▶ _Tekst strony_
= = = =

I w takim razie mam pytanie, czy to prawda, że u Ciebie wystarczył standardowy motek 420 m na największy trójkąt? W chmurkowej wersji wyszło ponad 500 m, ale to trochę inna włóczka niż typowy sock. Jeśli wystarcza 420 m, to miałabym z czego dziergać, bo też już nie mogę się doczekać, kiedy zacznę. Help, help 😉
Heh, człowiek nawet nie zdaje sobie sprawy z tego jak łatwo kogoś wprowadzić w błąd – dobrze, że nie zaczęłaś dziergać! Na żółty trójkąt zużyłam około półtora motka, wzór nie kłamie i potrzeba tam naprawdę dużo włóczki (bo i trójkąt wielki).
Z pozostałych kolorów zużyłam mniej niż połowę motka każdego, a tych środkowych to w ogóle malutko, ale nie chciało mi się ważyć tego co zostało, więc nie wiem dokładnie 😀
Poprawiłam też od razu informacje na stronie projektu na Ravelry, żeby nikt się nie pomylił. Dzięki za czujność!

= = = =

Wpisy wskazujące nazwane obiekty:

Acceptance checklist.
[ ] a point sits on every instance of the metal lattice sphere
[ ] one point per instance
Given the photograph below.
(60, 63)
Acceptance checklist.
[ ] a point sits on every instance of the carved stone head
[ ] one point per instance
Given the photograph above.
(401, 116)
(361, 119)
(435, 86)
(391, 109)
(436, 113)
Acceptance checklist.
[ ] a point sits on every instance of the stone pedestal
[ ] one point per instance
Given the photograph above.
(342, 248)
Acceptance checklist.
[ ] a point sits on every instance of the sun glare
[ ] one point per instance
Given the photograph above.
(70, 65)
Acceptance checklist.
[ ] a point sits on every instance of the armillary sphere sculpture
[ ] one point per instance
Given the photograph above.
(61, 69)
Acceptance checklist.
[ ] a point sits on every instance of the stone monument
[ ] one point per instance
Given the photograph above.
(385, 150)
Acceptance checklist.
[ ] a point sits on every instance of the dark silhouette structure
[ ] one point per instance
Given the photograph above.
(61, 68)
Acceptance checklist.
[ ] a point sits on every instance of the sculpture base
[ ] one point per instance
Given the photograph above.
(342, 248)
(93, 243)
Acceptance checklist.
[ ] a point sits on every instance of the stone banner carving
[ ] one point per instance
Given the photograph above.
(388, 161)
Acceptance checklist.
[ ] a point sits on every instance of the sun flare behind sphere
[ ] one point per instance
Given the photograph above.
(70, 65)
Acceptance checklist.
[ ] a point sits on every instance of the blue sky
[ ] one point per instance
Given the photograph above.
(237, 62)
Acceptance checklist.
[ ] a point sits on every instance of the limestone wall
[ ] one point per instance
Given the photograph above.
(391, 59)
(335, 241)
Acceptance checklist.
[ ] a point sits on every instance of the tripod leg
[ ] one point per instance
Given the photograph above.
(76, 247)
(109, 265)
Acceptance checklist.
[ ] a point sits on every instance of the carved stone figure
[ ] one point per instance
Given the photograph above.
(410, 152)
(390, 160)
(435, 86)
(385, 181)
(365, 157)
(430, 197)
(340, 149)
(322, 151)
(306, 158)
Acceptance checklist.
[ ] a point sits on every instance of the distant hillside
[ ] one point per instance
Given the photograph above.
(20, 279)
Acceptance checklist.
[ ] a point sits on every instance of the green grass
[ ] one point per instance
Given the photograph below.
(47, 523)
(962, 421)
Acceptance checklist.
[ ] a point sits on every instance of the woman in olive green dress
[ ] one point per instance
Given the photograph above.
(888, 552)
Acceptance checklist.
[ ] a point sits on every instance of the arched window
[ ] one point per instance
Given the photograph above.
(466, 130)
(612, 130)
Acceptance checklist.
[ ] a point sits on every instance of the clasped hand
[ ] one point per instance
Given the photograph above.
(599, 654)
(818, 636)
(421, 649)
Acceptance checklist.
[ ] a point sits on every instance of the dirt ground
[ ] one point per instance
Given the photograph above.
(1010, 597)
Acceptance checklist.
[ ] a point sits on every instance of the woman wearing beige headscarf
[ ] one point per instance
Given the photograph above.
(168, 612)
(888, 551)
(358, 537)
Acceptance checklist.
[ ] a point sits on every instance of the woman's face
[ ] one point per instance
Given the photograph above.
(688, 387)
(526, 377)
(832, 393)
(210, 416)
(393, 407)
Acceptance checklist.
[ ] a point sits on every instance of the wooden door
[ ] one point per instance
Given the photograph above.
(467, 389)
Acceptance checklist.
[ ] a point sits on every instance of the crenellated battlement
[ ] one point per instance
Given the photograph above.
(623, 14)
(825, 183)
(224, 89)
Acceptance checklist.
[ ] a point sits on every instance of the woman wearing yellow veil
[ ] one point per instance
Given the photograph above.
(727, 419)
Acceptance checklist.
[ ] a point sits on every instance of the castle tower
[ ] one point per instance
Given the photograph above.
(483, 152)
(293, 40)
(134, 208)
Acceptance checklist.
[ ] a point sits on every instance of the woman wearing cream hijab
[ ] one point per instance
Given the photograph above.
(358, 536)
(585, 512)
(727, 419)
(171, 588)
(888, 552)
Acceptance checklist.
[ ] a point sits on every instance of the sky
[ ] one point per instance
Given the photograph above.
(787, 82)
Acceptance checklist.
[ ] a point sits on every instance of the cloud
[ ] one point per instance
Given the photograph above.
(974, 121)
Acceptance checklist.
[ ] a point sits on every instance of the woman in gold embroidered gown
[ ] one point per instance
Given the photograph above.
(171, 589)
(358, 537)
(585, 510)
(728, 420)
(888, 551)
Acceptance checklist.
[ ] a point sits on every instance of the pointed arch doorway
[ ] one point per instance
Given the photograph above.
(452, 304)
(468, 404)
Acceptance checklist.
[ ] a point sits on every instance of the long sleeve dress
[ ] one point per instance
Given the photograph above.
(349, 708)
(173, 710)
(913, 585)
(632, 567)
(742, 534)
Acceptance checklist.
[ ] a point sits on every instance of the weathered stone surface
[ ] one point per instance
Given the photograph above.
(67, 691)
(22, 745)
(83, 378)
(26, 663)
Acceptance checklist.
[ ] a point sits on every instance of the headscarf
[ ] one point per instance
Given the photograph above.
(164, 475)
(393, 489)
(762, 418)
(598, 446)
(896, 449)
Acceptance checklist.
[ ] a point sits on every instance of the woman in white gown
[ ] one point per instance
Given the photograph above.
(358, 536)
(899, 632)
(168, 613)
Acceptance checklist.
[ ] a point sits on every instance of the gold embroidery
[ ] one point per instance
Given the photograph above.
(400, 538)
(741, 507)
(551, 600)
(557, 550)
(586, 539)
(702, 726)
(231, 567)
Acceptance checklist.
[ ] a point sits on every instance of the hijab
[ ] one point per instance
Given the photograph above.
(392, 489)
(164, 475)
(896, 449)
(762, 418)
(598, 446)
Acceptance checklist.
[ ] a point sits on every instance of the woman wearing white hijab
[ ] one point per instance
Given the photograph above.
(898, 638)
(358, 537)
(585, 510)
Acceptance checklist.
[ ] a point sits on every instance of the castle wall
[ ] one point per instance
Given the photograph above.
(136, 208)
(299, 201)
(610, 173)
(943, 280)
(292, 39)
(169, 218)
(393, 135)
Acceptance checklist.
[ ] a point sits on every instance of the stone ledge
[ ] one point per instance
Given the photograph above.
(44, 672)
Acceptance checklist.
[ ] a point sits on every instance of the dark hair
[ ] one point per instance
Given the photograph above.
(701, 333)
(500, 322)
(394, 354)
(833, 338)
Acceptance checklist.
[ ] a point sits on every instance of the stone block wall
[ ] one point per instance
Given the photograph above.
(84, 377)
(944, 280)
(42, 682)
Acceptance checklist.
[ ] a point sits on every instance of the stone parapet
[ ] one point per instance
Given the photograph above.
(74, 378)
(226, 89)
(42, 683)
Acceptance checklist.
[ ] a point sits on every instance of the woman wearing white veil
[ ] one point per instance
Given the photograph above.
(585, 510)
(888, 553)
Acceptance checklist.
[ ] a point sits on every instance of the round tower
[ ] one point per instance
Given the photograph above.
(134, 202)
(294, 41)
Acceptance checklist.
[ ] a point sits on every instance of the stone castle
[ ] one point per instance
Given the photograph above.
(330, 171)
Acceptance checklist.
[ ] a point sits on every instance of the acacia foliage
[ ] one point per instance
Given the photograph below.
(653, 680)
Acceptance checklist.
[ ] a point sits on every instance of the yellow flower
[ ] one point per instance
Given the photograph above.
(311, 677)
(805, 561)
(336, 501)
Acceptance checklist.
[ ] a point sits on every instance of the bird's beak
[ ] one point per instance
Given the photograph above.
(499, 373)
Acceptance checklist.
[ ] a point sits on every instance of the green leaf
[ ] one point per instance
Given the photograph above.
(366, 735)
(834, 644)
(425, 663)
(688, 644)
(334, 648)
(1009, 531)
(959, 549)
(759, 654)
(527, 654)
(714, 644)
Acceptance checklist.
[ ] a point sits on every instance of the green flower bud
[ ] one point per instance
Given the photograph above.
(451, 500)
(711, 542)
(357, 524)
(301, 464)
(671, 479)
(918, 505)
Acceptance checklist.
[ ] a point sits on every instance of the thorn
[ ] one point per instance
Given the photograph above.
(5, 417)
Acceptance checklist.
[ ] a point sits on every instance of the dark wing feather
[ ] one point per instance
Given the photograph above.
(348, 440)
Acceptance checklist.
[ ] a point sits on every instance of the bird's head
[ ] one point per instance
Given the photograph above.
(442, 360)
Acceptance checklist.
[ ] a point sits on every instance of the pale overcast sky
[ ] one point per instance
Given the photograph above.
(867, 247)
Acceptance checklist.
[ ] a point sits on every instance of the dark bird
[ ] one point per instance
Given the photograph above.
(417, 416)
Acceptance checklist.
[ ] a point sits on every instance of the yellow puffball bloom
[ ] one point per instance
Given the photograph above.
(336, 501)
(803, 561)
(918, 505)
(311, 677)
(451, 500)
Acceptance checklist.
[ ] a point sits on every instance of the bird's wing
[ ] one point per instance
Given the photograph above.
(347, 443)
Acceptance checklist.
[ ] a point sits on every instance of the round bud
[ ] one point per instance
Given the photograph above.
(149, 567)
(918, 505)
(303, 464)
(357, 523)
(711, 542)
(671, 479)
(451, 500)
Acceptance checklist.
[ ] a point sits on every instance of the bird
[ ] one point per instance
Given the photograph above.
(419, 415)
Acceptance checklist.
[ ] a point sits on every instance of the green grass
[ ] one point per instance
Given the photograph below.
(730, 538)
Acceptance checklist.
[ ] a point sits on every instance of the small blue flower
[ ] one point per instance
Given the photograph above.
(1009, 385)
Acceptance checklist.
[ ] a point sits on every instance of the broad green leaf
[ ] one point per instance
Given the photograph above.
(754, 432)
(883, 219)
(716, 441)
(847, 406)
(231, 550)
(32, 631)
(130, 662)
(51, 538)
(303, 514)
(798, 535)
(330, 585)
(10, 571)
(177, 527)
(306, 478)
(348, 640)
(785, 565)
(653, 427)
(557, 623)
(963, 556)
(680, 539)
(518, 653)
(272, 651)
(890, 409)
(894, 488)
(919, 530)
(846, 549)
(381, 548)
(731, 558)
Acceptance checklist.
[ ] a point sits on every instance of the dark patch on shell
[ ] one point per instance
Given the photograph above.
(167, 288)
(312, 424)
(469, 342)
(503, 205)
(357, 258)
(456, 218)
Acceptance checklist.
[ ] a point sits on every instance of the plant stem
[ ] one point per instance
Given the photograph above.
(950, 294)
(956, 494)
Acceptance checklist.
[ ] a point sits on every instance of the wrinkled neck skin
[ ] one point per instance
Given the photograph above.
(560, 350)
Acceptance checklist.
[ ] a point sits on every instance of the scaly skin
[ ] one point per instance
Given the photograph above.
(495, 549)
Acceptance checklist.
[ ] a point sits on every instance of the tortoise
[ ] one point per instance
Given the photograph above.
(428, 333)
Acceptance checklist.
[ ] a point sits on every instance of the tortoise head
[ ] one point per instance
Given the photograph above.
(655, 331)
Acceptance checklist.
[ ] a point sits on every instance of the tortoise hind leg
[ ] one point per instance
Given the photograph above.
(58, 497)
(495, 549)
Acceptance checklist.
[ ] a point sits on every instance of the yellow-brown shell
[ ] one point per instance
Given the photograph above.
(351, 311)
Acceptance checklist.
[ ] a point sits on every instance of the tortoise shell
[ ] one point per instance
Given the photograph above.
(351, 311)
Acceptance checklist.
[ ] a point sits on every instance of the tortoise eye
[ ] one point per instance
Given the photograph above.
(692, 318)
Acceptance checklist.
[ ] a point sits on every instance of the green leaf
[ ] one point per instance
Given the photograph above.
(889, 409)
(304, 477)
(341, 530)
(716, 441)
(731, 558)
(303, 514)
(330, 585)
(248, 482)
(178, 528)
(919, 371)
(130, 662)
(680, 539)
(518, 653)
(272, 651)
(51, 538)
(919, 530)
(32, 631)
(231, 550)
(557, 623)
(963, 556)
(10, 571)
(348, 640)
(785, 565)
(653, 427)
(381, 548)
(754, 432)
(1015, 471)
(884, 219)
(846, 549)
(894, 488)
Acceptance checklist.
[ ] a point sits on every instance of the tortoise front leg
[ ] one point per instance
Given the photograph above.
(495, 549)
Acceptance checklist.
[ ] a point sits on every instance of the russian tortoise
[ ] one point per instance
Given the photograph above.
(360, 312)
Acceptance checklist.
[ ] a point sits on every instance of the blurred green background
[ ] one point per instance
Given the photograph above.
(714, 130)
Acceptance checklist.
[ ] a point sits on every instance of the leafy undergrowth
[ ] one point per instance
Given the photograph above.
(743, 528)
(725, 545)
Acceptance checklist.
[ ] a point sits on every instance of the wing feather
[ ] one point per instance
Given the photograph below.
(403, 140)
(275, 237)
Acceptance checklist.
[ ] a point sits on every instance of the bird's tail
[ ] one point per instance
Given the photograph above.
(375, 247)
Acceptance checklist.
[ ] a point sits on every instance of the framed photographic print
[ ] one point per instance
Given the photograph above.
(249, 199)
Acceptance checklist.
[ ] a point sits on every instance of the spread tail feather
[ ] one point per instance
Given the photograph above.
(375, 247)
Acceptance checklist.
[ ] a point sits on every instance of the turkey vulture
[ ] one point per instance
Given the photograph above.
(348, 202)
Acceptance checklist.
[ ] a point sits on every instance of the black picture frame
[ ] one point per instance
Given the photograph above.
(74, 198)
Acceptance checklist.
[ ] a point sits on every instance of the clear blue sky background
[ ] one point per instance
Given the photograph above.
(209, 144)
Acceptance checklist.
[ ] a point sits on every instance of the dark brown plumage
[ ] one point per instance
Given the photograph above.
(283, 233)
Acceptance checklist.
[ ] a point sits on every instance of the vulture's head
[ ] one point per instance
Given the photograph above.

= = = =

▶ _Polecenie 1_
Wypisz wszystkie ilości włóczki, które tekst strony podaje w metrach albo w motkach.
▶ _Polecenie 2_
Czy te zdania zgadzają się z tekstem strony? Przy każdym odpowiedz „tak” lub „nie” i przytocz rozstrzygające słowa tekstu.
(a) Na żółty trójkąt zużyto około półtora motka.
(b) Resztki pozostałych kolorów zostały dokładnie zważone.
(c) Informacje poprawiono na stronie projektu na Ravelry.

▶ _Wynik zadania 1_
- 420 m (standardowy motek)
- ponad 500 m (w chmurkowej wersji)
- około półtora motka (na żółty trójkąt)
- mniej niż połowę motka każdego (z pozostałych kolorów)

▶ _Wynik zadania 2_
(a) Tak: „Na żółty trójkąt zużyłam około półtora motka”.
(b) Nie: „nie chciało mi się ważyć tego co zostało, więc nie wiem dokładnie”.
(c) Tak: „Poprawiłam też od razu informacje na stronie projektu na Ravelry”.